Coordinate annotation entries:
+---+
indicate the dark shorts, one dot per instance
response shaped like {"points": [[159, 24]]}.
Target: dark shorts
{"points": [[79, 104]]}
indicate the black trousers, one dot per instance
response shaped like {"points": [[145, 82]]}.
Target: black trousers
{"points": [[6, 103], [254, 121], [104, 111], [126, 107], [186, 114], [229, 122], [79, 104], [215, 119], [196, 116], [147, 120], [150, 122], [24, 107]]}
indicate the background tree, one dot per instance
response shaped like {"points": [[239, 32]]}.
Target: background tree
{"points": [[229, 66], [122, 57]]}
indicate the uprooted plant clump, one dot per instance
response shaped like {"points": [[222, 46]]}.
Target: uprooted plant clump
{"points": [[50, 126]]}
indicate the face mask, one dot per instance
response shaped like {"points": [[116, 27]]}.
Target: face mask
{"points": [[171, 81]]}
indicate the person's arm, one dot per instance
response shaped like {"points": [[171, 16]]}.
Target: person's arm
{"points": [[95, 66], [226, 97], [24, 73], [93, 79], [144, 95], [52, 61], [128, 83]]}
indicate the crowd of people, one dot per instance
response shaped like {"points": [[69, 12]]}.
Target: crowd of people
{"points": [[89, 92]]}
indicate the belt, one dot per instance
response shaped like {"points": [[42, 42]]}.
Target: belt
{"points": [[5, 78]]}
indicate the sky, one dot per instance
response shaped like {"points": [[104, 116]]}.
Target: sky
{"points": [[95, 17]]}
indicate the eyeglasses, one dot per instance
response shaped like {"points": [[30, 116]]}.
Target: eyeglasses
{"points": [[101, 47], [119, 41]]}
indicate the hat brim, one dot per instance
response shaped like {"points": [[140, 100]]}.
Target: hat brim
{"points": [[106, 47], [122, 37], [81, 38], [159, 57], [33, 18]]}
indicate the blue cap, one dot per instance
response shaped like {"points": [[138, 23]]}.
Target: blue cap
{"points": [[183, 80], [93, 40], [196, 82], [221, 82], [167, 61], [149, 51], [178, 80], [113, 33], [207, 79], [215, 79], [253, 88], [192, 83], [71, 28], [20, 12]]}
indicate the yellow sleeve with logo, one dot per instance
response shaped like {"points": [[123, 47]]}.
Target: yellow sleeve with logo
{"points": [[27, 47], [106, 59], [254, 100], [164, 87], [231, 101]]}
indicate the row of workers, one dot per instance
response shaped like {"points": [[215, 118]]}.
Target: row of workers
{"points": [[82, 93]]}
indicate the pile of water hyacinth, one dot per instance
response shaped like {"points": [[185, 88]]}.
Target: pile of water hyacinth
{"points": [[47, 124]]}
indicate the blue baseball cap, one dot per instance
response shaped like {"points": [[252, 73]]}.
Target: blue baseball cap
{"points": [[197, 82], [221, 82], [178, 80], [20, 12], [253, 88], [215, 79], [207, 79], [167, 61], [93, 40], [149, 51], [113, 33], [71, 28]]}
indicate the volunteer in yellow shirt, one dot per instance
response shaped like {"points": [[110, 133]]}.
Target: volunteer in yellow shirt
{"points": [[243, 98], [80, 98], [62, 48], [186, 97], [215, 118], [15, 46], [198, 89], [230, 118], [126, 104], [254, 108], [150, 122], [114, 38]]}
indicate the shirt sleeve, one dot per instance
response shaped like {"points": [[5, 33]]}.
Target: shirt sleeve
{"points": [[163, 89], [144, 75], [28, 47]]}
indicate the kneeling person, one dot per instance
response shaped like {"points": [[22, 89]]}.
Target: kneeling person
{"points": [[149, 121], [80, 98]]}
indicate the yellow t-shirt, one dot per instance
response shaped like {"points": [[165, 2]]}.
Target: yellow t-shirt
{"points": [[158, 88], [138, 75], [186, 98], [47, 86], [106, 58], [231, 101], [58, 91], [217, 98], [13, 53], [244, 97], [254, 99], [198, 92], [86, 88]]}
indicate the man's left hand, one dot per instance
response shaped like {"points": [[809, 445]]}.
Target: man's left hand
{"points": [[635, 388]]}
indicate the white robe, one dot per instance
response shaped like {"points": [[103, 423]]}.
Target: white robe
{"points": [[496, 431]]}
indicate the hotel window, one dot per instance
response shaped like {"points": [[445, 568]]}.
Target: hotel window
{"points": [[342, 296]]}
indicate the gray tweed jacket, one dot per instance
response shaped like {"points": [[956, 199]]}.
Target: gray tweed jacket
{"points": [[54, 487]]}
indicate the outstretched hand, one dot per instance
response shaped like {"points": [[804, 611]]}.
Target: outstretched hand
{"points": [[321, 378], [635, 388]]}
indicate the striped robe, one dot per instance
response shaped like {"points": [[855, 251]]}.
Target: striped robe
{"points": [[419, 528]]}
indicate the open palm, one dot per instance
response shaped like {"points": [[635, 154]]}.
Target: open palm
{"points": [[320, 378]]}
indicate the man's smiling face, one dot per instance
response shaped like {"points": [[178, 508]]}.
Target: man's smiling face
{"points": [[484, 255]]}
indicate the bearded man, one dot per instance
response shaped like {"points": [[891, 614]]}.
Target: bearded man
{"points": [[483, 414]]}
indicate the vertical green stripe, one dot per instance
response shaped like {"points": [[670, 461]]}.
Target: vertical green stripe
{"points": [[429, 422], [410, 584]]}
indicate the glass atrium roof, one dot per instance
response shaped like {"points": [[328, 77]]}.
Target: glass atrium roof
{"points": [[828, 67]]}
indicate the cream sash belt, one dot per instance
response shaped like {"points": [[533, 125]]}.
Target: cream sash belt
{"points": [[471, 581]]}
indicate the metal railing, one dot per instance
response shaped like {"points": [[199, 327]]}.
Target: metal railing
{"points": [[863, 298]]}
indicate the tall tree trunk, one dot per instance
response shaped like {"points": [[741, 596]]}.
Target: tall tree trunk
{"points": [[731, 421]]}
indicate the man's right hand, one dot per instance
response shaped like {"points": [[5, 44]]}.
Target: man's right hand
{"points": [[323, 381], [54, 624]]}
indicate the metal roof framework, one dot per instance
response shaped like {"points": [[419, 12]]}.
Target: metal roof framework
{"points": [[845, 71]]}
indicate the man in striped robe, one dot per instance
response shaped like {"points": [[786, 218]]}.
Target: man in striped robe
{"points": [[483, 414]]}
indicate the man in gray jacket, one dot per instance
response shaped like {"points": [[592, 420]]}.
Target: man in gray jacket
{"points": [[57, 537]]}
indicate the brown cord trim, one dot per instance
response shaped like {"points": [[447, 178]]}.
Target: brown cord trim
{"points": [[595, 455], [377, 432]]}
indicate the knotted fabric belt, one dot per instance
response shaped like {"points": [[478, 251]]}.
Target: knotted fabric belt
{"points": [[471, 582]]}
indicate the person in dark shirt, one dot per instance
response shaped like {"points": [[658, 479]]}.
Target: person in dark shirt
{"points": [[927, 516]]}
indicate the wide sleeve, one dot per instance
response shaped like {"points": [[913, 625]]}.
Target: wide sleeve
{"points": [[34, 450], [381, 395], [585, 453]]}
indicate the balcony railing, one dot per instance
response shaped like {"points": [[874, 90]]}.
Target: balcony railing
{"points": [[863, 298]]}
+---+
Objective ▸ Rewrite the listing above, replacing every occurrence of "one dot per instance" with "a single point for each instance" and leaving everything else unchanged.

Written response ▸
indicate the dark shorts, a single point for each instance
response shaped like {"points": [[159, 24]]}.
Target: dark shorts
{"points": [[79, 104]]}
indicate the black trousers, a single point for each instance
response shaped like {"points": [[145, 82]]}.
Target: black trousers
{"points": [[6, 103], [254, 121], [104, 111], [126, 107], [186, 114], [229, 122], [79, 104], [215, 119], [196, 116], [147, 120], [150, 122], [24, 107]]}
indicate the background tree, a single point for each instance
response shaped like {"points": [[239, 32]]}.
Target: background tree
{"points": [[229, 66], [122, 57]]}
indicate the uprooted plant clump, a single point for each instance
response shaped like {"points": [[222, 46]]}.
Target: uprooted plant clump
{"points": [[50, 126]]}
indicate the face mask, a single point for each instance
response shaped like {"points": [[116, 27]]}.
Target: face mask
{"points": [[171, 81]]}
indicate the person's arm, a single point for each instance
response shaped like {"points": [[171, 16]]}.
Target: person's arm
{"points": [[95, 66], [226, 97], [24, 73], [93, 79], [144, 95], [52, 61], [128, 83]]}
indicate the crowd of people, a single point for each instance
response shaped like {"points": [[69, 12]]}.
Target: crowd of people
{"points": [[89, 92]]}
indicate the belt, a single point for each instance
response shaped like {"points": [[42, 42]]}.
Target: belt
{"points": [[5, 78]]}
indicate the sky, a single point for each instance
response shaped like {"points": [[104, 116]]}.
Target: sky
{"points": [[95, 17]]}
indicate the eyeglasses, a single point for each instance
response shaped like {"points": [[30, 116]]}.
Target: eyeglasses
{"points": [[101, 47], [119, 41]]}
indicate the hat brim, a single point for each instance
response shaped like {"points": [[140, 100]]}.
Target: hat brim
{"points": [[106, 47], [122, 37], [81, 38], [159, 57], [33, 18]]}
indicate the blue cap, a single point for each instance
response shaped like {"points": [[138, 23]]}.
Target: blue cap
{"points": [[183, 80], [93, 40], [196, 82], [221, 82], [167, 61], [149, 51], [178, 80], [113, 33], [207, 79], [215, 79], [253, 88], [192, 83], [71, 28], [20, 12]]}
indicate the yellow sleeve with logo, a single point for each instance
response shaped like {"points": [[123, 47]]}.
Target: yellow sleeve with logo
{"points": [[27, 47], [106, 59], [254, 100], [164, 87], [231, 101]]}
indicate the row of workers, a single point for each instance
response shaped like {"points": [[215, 118]]}.
Target: row of workers
{"points": [[82, 93]]}
indicate the pile of water hyacinth, a single point for each instance
response shaped like {"points": [[185, 88]]}.
Target: pile of water hyacinth
{"points": [[47, 124]]}
indicate the blue baseball cap, a single point for each instance
response shaped like {"points": [[252, 73]]}.
Target: blue baseball cap
{"points": [[197, 82], [221, 82], [178, 80], [20, 12], [253, 88], [215, 79], [207, 79], [167, 61], [93, 40], [149, 51], [113, 33], [71, 28]]}
indicate the volunteer in yellow shirt, a single point for each instance
response shaped like {"points": [[110, 133]]}.
Target: volunteer in yellow shirt
{"points": [[243, 98], [80, 98], [62, 48], [186, 97], [215, 118], [15, 46], [198, 89], [230, 118], [126, 104], [254, 108], [150, 122], [114, 38]]}
indicate the shirt sleeve, a single point for each instance
response shaped like {"points": [[5, 33]]}.
Target: shirt sleeve
{"points": [[163, 89], [144, 75], [28, 47]]}
indicate the kneeling person, a single point for each instance
response shaped like {"points": [[22, 89]]}.
Target: kneeling person
{"points": [[149, 121], [80, 98]]}
indicate the yellow t-shirt, a single point for each instance
response shaped like {"points": [[165, 2]]}.
Target: yellow t-shirt
{"points": [[158, 88], [138, 75], [186, 98], [47, 86], [106, 58], [231, 101], [58, 91], [217, 98], [13, 53], [244, 97], [254, 99], [198, 92], [86, 88]]}
indicate the man's left hand, a single point for each instance
response shaped like {"points": [[809, 445]]}.
Target: man's left hand
{"points": [[635, 388]]}
indicate the white robe, a single point for each instance
response shaped like {"points": [[103, 423]]}.
Target: white robe
{"points": [[496, 431]]}
indicate the hotel window, a single point for each instance
response shaped like {"points": [[445, 568]]}.
Target: hotel window
{"points": [[342, 296]]}
indicate the gray tweed jacket, a single point for each instance
response shaped like {"points": [[956, 199]]}.
Target: gray tweed jacket
{"points": [[54, 487]]}
indicate the outstretched hand, a single point for each instance
response shaped like {"points": [[804, 611]]}.
Target: outstretched hand
{"points": [[321, 378], [635, 388]]}
indicate the striped robe, a single point for each instance
response shaped like {"points": [[855, 251]]}.
Target: striped robe
{"points": [[419, 528]]}
indicate the open palm, a single point for each instance
response shaped like {"points": [[635, 154]]}.
Target: open palm
{"points": [[320, 378]]}
indicate the man's smiling face, a single point for each instance
response shaped like {"points": [[178, 508]]}.
Target: man's smiling face
{"points": [[484, 255]]}
indicate the bearded man, a single point for each instance
response shaped like {"points": [[891, 614]]}.
Target: bearded man
{"points": [[483, 414]]}
indicate the vertical green stripe, a single point for each instance
response shaped like {"points": [[670, 461]]}.
Target: vertical green stripe
{"points": [[429, 422], [410, 584]]}
indicate the glass atrium roof, a single point for each instance
response shaped like {"points": [[328, 77]]}.
Target: glass atrium roof
{"points": [[828, 67]]}
indicate the cream sash belt, a single point for each instance
response shaped like {"points": [[533, 125]]}.
Target: cream sash belt
{"points": [[471, 581]]}
indicate the metal railing, a single point for each instance
response shaped like {"points": [[199, 327]]}.
Target: metal railing
{"points": [[863, 298]]}
indicate the tall tree trunk, a single point for each instance
response shaped like {"points": [[741, 596]]}.
Target: tall tree trunk
{"points": [[731, 421]]}
indicate the man's right hand, a single point for each instance
response shaped like {"points": [[5, 44]]}.
Target: man's right hand
{"points": [[323, 381], [54, 624]]}
indicate the metal roof framework, a single point for each instance
response shaped like {"points": [[419, 12]]}.
Target: metal roof framework
{"points": [[845, 71]]}
indicate the man in striped robe, a single point for each instance
response shaped like {"points": [[786, 218]]}.
Target: man in striped robe
{"points": [[483, 414]]}
indicate the man in gray jacket, a single point for each instance
response shaped like {"points": [[592, 420]]}.
Target: man in gray jacket
{"points": [[57, 537]]}
indicate the brown cord trim, a single point for each instance
response shaped like {"points": [[447, 178]]}.
Target: brown cord trim
{"points": [[595, 455], [377, 432]]}
indicate the knotted fabric belt, a single point for each instance
response shaped like {"points": [[478, 251]]}.
Target: knotted fabric belt
{"points": [[471, 582]]}
indicate the person in dark shirt, a single point for each instance
response shaped like {"points": [[658, 479]]}.
Target: person in dark shirt
{"points": [[927, 516]]}
indicate the wide sleeve, a single point for each instance
response shaped like {"points": [[913, 625]]}.
Target: wide sleeve
{"points": [[34, 450], [381, 395], [585, 453]]}
indicate the balcony railing, a single point for each instance
response shaped like {"points": [[874, 90]]}.
Target: balcony railing
{"points": [[863, 298]]}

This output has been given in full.